Which lines in the items below contain the word "shape"? Copy each of them in full.

_Entries provided_
=======

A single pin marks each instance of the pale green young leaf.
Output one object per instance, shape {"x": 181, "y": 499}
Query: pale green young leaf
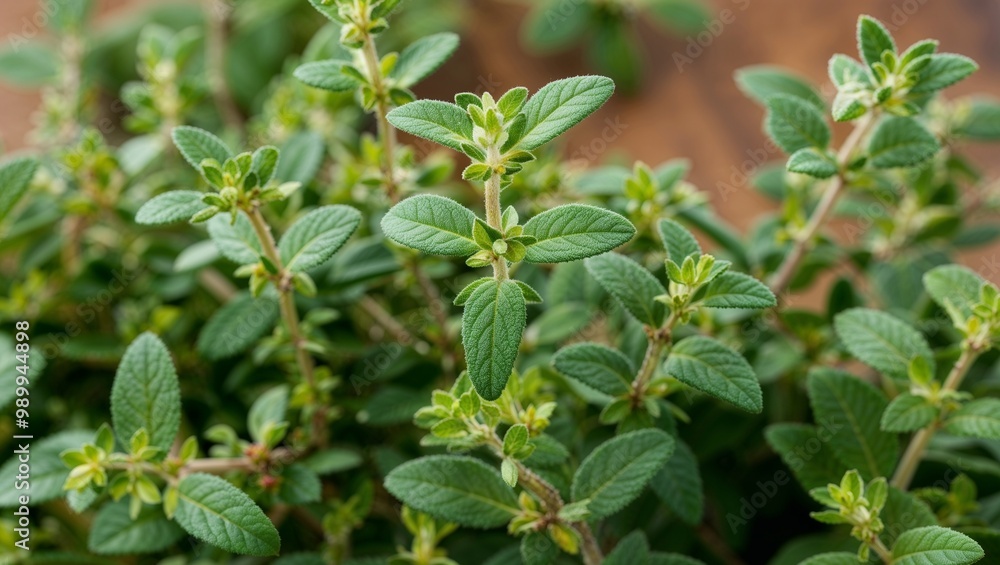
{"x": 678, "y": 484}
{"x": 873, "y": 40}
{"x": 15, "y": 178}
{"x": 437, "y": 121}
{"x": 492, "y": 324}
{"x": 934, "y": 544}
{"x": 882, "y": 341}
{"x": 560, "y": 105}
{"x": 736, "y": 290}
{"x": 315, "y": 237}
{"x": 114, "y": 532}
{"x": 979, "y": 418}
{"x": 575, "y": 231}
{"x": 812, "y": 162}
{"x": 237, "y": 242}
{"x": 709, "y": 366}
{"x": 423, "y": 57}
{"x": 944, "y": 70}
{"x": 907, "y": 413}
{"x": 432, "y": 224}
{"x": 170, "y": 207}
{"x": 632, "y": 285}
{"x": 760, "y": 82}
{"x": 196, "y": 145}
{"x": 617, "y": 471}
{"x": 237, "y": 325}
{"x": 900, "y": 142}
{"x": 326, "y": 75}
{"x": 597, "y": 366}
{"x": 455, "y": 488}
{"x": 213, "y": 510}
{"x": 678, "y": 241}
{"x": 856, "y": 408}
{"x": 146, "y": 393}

=======

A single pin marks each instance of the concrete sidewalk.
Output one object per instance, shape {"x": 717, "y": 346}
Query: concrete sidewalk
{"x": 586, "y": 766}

=======

_Answer to this exercise_
Output one object per instance, shape {"x": 181, "y": 499}
Output one object per instance, shape {"x": 717, "y": 346}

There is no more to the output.